With no images included, output each entry below exactly as it appears.
********
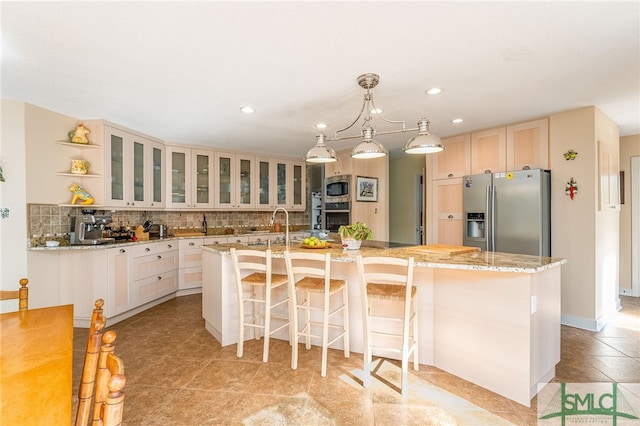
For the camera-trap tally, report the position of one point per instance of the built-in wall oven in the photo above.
(336, 214)
(337, 189)
(337, 202)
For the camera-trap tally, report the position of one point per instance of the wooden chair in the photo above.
(311, 273)
(102, 377)
(90, 366)
(22, 295)
(108, 405)
(253, 268)
(389, 279)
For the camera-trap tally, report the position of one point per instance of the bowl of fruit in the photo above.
(315, 243)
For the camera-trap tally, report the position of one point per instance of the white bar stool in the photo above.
(253, 269)
(389, 278)
(311, 273)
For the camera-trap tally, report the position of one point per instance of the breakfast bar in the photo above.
(490, 318)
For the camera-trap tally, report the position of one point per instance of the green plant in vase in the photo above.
(352, 235)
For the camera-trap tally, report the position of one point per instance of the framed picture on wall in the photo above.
(366, 189)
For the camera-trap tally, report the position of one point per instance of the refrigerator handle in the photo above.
(488, 226)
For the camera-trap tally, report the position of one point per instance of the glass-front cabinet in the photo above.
(281, 183)
(134, 168)
(190, 180)
(236, 181)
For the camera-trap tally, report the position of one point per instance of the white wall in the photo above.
(629, 147)
(581, 233)
(13, 244)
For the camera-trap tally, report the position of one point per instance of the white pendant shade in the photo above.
(321, 153)
(368, 149)
(425, 142)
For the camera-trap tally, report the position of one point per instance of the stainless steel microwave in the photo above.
(337, 189)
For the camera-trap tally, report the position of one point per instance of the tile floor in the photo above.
(178, 374)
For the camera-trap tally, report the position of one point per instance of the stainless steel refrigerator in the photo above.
(508, 212)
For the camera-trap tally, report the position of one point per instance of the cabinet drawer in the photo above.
(151, 288)
(154, 264)
(190, 278)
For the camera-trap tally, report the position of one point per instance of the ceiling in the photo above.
(180, 71)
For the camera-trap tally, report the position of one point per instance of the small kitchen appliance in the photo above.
(87, 229)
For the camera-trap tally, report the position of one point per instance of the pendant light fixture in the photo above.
(424, 143)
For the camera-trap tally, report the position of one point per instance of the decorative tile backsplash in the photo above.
(46, 220)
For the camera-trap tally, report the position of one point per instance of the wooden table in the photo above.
(36, 355)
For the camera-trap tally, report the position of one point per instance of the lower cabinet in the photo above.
(154, 271)
(190, 265)
(119, 298)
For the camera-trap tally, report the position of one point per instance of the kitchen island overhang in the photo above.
(490, 318)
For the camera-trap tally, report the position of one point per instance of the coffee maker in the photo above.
(87, 229)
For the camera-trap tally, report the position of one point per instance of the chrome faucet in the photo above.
(286, 231)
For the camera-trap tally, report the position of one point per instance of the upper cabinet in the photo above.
(455, 160)
(237, 181)
(134, 169)
(528, 145)
(489, 151)
(515, 147)
(190, 177)
(344, 165)
(281, 183)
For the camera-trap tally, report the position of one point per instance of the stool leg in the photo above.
(267, 323)
(307, 322)
(240, 328)
(325, 333)
(416, 362)
(345, 319)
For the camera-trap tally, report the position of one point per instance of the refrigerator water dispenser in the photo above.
(475, 225)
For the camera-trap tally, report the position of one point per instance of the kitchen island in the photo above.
(490, 318)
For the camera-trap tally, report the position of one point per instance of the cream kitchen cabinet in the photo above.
(237, 181)
(455, 160)
(132, 161)
(344, 165)
(528, 145)
(190, 177)
(447, 211)
(281, 183)
(489, 151)
(154, 271)
(190, 263)
(119, 295)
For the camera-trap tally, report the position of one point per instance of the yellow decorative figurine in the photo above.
(80, 134)
(80, 194)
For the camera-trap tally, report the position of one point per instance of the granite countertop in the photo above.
(481, 260)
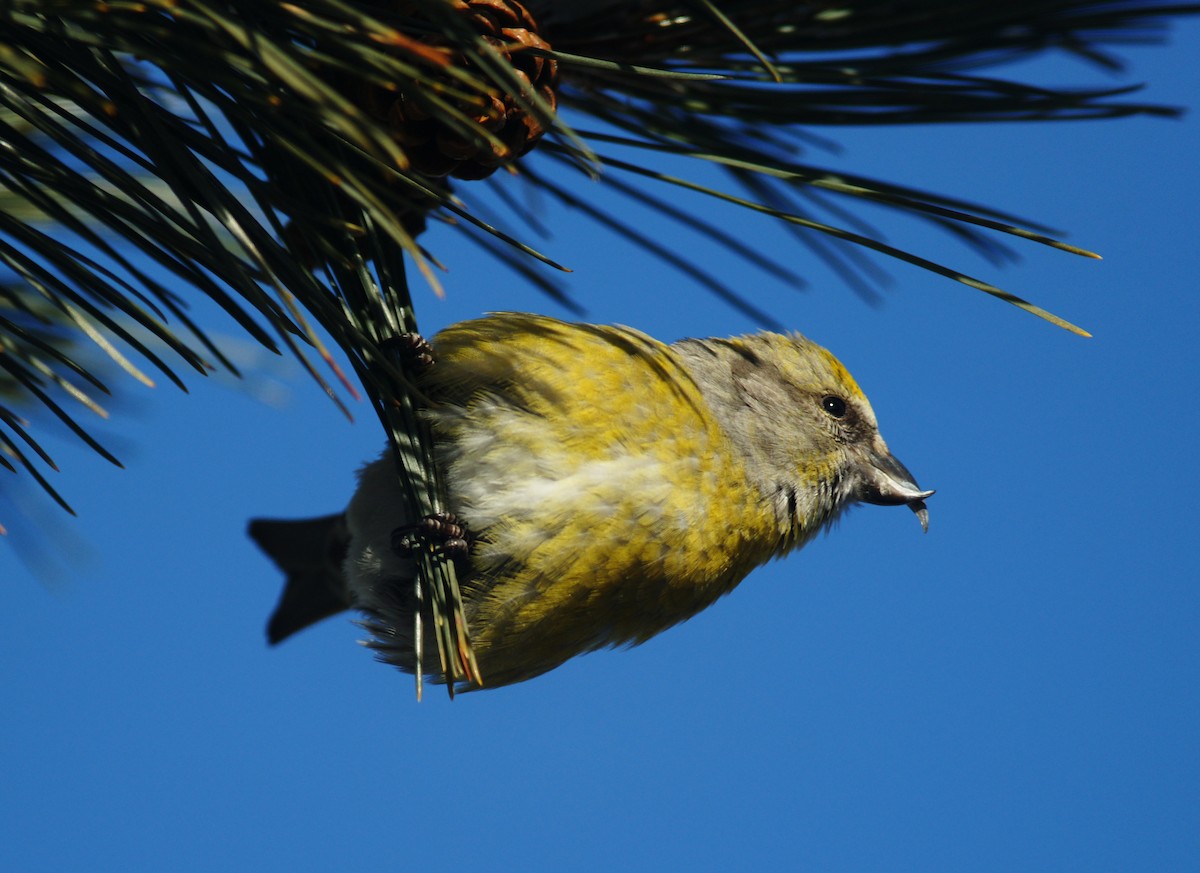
********
Response box
For the camera-trap tally, report the position of one point per instance of the built-in wall oven in the photo above.
(336, 214)
(337, 189)
(337, 202)
For the camera-trap tally, report the position of one point per instance of the wooden chair in the photo above.
(311, 273)
(102, 377)
(90, 366)
(22, 295)
(108, 405)
(253, 268)
(389, 279)
For the camera-trap tally, report the position of one point per instance of the bowl of fruit in the photo above.
(315, 243)
For the camera-trap tally, report the position of one point per instance of the white bar stool in the photo above.
(253, 269)
(389, 278)
(311, 273)
For the camera-trap tally, report the position of one point per instance of the breakfast bar in the photo above.
(490, 318)
For the camera-trap tally, report the position of one point per instance of the green plant in vase in the photo above.
(352, 235)
For the camera-trap tally, report the position of one point per instance of the framed picture on wall in the photo above.
(366, 189)
For the camera-trap tally, report the position of one point per instance of the refrigerator handle in the photo above.
(488, 226)
For the camera-trap tally, report the position of one point per instance of the glass-front cabinet in the photo above.
(281, 183)
(134, 168)
(190, 180)
(236, 181)
For the camera-trap tally, report the position of one point per instance of the white wall in the photo above.
(629, 147)
(581, 233)
(13, 244)
For the camera-trap tally, report the position of one point per instance of the white pendant shade in the photo above.
(321, 153)
(368, 149)
(425, 142)
For the camera-trap tally, report the position of one point per instance of the stainless steel microwave in the photo above.
(337, 189)
For the camera-trap tally, report the position of one point per instance of the tile floor in the photo above.
(178, 374)
For the camera-trap tally, report the position of one point per instance of the stainless steel refrigerator in the photo above.
(508, 212)
For the camera-trap tally, report the position of one point per instance of the cabinet drawer in the photo above.
(151, 288)
(154, 264)
(190, 278)
For the camera-trap tally, report the position of one point per instance of the ceiling in the photo above.
(180, 71)
For the camera-trap tally, report the position of one point per instance of the small kitchen appliance in the photo above.
(87, 229)
For the camera-trap tally, report the position of one point per instance of the pendant light fixture in the photo above.
(424, 143)
For the camera-trap tally, report the position of one point per instance of the decorative tile backsplash in the photo above.
(46, 220)
For the camera-trap tally, report the position of one point per instance of the wooden table in the photo above.
(36, 355)
For the camera-trap tally, report the position of one point per instance of the lower cabinet in the photo above.
(154, 271)
(190, 265)
(119, 298)
For the camera-trap tally, report the position of one point per instance of the kitchen island overhang in the photo above.
(490, 318)
For the camera-trap tally, report the position of one point per instance of the coffee maker in the photo above.
(87, 229)
For the camera-trap tally, report the position of one point per instance of the chrome faucet in the photo above.
(286, 231)
For the camera-trap tally, report the position of one point per instance of the upper cabinet in the photo above.
(455, 160)
(237, 181)
(134, 169)
(528, 145)
(489, 151)
(515, 147)
(190, 177)
(344, 165)
(281, 183)
For the camera-trap tally, report the position of one point per instance of the stool leg in the photo above.
(267, 323)
(307, 322)
(240, 328)
(325, 333)
(416, 362)
(345, 319)
For the camera-trap tally, report the position of one point per instance of the refrigerator water dispenser in the photo above.
(475, 225)
For the camera-trap tally, report the position of one point per instance of the kitchen island in the photo above.
(490, 318)
For the camera-trap tally, report the position of one point per instance of the cream kitchen cabinet in the photo above.
(237, 181)
(455, 160)
(132, 161)
(344, 165)
(528, 145)
(190, 177)
(447, 211)
(281, 183)
(489, 151)
(154, 271)
(190, 263)
(119, 295)
For the camera-trap tally, report the position of one point per instance of the yellow decorative figurine in the photo above.
(80, 134)
(80, 194)
For the camera-trap tally, report the position of one point per instance of the granite countertop in the photo above.
(481, 260)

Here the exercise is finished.